### PROBLEM:
Render every row below as a numbered list, one line per item, with no blank lines. Leave the pictures out of your answer.

### INPUT ROWS:
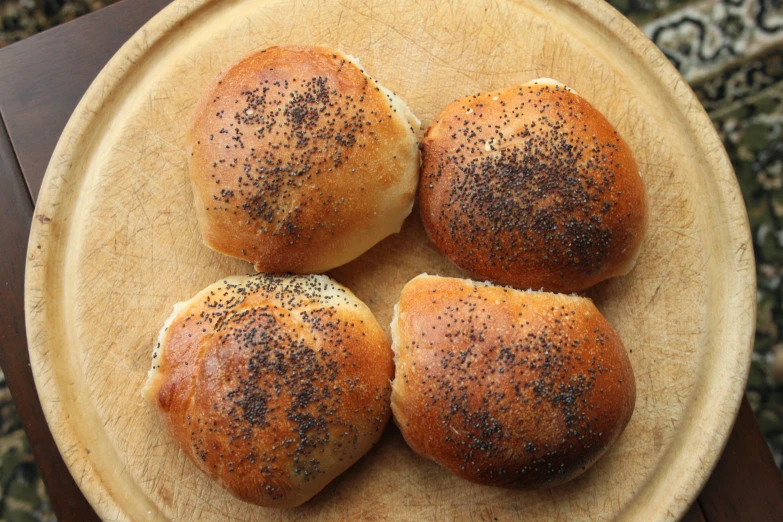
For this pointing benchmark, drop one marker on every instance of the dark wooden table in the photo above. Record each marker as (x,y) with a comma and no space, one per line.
(41,81)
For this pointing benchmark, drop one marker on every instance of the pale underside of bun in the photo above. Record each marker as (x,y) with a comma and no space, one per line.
(300,161)
(503,387)
(532,187)
(272,385)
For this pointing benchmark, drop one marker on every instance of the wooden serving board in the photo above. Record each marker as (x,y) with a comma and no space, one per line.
(115,244)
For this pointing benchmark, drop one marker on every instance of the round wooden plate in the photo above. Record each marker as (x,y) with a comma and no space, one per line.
(115,245)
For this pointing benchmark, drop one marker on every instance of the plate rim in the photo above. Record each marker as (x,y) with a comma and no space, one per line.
(106,83)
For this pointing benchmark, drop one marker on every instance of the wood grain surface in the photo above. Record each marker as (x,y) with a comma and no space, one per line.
(36,114)
(119,246)
(16,213)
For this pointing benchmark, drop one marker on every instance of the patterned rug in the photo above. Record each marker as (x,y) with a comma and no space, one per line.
(731,52)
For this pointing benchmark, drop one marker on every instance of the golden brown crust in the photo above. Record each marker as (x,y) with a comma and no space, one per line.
(300,161)
(272,385)
(532,187)
(507,388)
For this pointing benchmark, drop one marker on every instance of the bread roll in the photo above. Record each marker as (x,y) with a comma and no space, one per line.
(532,187)
(300,161)
(504,387)
(272,385)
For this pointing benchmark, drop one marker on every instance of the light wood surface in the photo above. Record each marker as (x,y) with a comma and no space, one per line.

### THE SOLUTION:
1. For this pointing benchmark, drop one marker on every instance of the dark wooden table in the photo above. Record each marker as (x,y) with a comma and no space, one per line.
2. (41,81)
3. For this pointing benchmark, drop one marker on every instance of the pale underside of bun in the photo above. Record each marker as (x,y) with a comma and no space, one per line.
4. (300,161)
5. (503,387)
6. (532,187)
7. (272,385)
8. For this pointing benchmark, drop one marker on every instance of the wooden serving board in the photo above. Record each marker as (x,y) with a comma and no space, one per line.
9. (115,244)
10. For this pointing benchmark, drop one marker on every instance of the round wooden plate in the photo above. Record each marker as (x,y) with a comma and no space, one per line.
11. (115,245)
12. For this pointing benchmark, drop one marker on every instance of the plate rim in the photo above. Record each marker as (x,y) with a comma and no space, one per line.
13. (106,83)
14. For this pointing benchmark, drop one marker on every instance of the wood grain surface in the photo above. Record each marker as (x,y) with a comma and no space, one per line.
15. (36,114)
16. (119,246)
17. (16,213)
18. For this pointing benchmark, drop one marker on every instance of the patterned rug in the photo above. Record each marker as (x,y) with a comma and no space, one per line.
19. (731,52)
20. For this pointing benchmark, drop one marker on every instance of the golden brown crust in the photo above. Record each marker as (x,y) with a comma and no space, one per line.
21. (300,161)
22. (272,385)
23. (532,187)
24. (507,388)
25. For this pointing benchmark, drop one marker on every instance of the bread roll in the photo above. Record each marker as (x,y) with a comma and no space, one per line.
26. (532,187)
27. (300,161)
28. (504,387)
29. (272,385)
30. For this pointing benchmark, drop one marker on every instance of the light wood surface in the photo above. Record each marker as (x,y) with a comma and no space, one per line.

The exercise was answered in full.